# START OF Data shown

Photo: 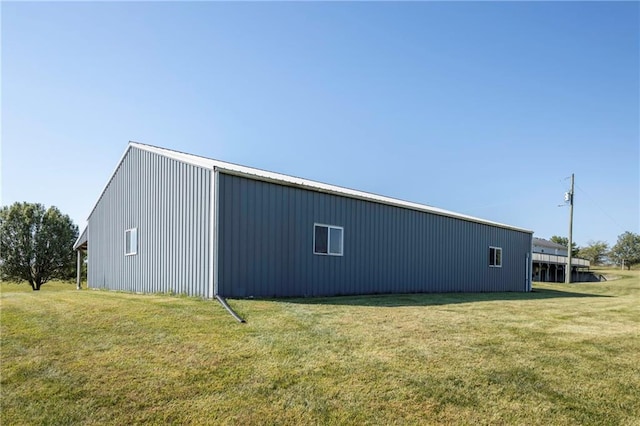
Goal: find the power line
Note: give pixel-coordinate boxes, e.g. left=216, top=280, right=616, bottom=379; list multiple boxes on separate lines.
left=576, top=184, right=625, bottom=232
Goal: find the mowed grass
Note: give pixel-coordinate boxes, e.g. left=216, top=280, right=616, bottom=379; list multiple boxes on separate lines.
left=0, top=271, right=640, bottom=425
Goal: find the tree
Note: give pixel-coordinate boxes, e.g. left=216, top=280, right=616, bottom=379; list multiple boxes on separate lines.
left=0, top=203, right=78, bottom=291
left=550, top=235, right=579, bottom=257
left=609, top=231, right=640, bottom=269
left=578, top=241, right=609, bottom=265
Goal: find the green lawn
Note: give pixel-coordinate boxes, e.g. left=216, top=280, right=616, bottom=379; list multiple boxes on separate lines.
left=0, top=271, right=640, bottom=425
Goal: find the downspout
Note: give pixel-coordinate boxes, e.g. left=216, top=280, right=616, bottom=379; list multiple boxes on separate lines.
left=216, top=294, right=246, bottom=324
left=209, top=167, right=246, bottom=324
left=76, top=249, right=82, bottom=290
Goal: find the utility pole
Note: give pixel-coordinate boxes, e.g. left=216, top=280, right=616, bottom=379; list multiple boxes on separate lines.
left=564, top=173, right=574, bottom=284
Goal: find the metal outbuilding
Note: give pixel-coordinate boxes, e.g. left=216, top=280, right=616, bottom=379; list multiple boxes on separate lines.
left=76, top=142, right=533, bottom=298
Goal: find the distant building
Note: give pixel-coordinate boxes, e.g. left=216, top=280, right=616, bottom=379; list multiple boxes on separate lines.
left=75, top=142, right=532, bottom=298
left=533, top=237, right=591, bottom=283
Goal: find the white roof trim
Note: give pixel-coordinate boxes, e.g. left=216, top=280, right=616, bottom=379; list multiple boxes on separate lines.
left=127, top=142, right=533, bottom=234
left=82, top=141, right=533, bottom=234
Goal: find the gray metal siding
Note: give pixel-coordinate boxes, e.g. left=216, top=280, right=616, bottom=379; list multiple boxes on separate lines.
left=88, top=148, right=212, bottom=297
left=218, top=173, right=532, bottom=297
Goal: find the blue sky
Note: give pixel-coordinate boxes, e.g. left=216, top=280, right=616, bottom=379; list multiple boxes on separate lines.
left=0, top=2, right=640, bottom=245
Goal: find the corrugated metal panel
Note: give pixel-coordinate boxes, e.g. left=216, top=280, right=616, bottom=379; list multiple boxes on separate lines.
left=218, top=173, right=532, bottom=297
left=88, top=147, right=212, bottom=297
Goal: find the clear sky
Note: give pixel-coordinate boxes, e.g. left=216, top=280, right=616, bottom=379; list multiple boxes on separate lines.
left=0, top=2, right=640, bottom=245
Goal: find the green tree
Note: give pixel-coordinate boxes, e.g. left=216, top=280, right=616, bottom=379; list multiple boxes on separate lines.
left=0, top=203, right=78, bottom=290
left=578, top=241, right=609, bottom=265
left=550, top=235, right=579, bottom=257
left=609, top=231, right=640, bottom=269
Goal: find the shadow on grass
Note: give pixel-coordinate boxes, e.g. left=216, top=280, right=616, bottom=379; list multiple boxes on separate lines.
left=275, top=287, right=613, bottom=307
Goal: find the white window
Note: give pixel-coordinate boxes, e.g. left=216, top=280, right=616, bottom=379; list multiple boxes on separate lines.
left=313, top=223, right=344, bottom=256
left=489, top=247, right=502, bottom=268
left=124, top=228, right=138, bottom=256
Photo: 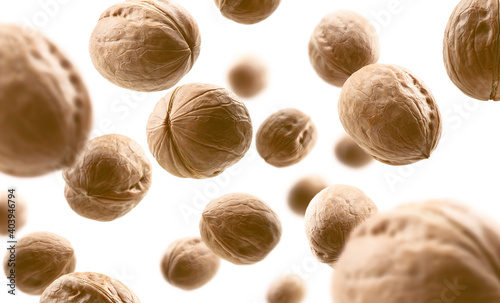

# END OF Data shown

• **Description of the task**:
How many of the lines above contain the string "tree"? Case counts. Reply with the number alone.

• **Response to the exercise**:
2